- TEXT EXCERPT
****************

Laywoman
- Born: 1396 Udine, Patriarchal State of Aquileia
- Died: 23 April 1458 (aged 62) Udine, Republic of Venice
- Venerated in: Roman Catholic Church
- Beatified: 27 September 1848, Saint Peter's Basilica, Papal States by Pope Pius IX
- Major shrine: Udine Cathedral, Italy
- Feast: 23 April
- Attributes: Augustinian habit
- Patronage: Widows; Against temptations;

= Elena Valentinis =

15th-century Italian nun

Elena Valentinis (1396 - 23 April 1458) was an Italian Roman Catholic professed religious from the tertiaries of the Order of Saint Augustine. Valentinis was born to nobles and married a knight during her adolescence while mothering six children before she was widowed in 1441. She soon became a professed religious and dedicated herself to austerities and a life of complete penance.

Her beatification was ratified on 27 September 1848 after Pope Pius IX approved her local "cultus" - or popular veneration.

==Life==
Elena Valentinis was born in Udine in 1396 to the nobleman Count Valentinis - a lord of Maniago. She had at least one sister: Perfetta.

In her adolescence in 1411 she married the Florentine knight Antonio del Cavalcanti and the pair had six children - three males and three females. He died in 1441 and as a result she cut off her hair and placed it with her jewels in his coffin and said: "These I wore for love of you; take them to the grave with you". Valentinis later attended a sermon that Fra Angelo da San Severino gave at the Augustinian church of Santa Lucia and decided then and there to join the order. She became a professed third order member of the Order of Saint Augustine (the first for the third order in Udine) sometime in 1441 where she soon became known for her several austerities and her life of dedication to her fellow man and woman. One of her austerities was to take a vow of silence though she spoke on Christmas night alone.

****************

- PROVIDED RECORDS
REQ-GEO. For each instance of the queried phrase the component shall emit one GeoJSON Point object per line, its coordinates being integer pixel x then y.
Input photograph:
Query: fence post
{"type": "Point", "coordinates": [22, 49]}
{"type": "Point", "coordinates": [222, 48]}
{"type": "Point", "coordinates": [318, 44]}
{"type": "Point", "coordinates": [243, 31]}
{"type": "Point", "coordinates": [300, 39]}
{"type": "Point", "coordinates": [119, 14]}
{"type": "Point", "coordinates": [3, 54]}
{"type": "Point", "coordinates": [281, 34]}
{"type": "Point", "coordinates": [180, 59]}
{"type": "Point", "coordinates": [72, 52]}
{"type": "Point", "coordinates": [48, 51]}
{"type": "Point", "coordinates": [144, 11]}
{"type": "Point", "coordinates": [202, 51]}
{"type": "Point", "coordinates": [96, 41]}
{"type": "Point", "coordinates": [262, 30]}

****************

- TASKS TO CARRY OUT
a: Reproduce the biography of Elena Valentinis exactly, covering everything from "Her beatification was" down to "one sister: Perfetta.".
b: According to the biography of Elena Valentinis, whom did she marry in 1411?
c: Based on the biography of Elena Valentinis, state whether each statement agrees with it, and quote the deciding words: (i) Elena Valentinis was beatified by Pope Pius IX. (ii) She and her husband had four children. (iii) While keeping her vow of silence, she spoke only on Easter night.

- ANSWERS TO THE TASKS
a:
Her beatification was ratified on 27 September 1848 after Pope Pius IX approved her local "cultus" - or popular veneration.

==Life==
Elena Valentinis was born in Udine in 1396 to the nobleman Count Valentinis - a lord of Maniago. She had at least one sister: Perfetta.

b: The Florentine knight Antonio del Cavalcanti.

c:
(i) Yes: "by Pope Pius IX"
(ii) No: "the pair had six children"
(iii) No: "she spoke on Christmas night alone"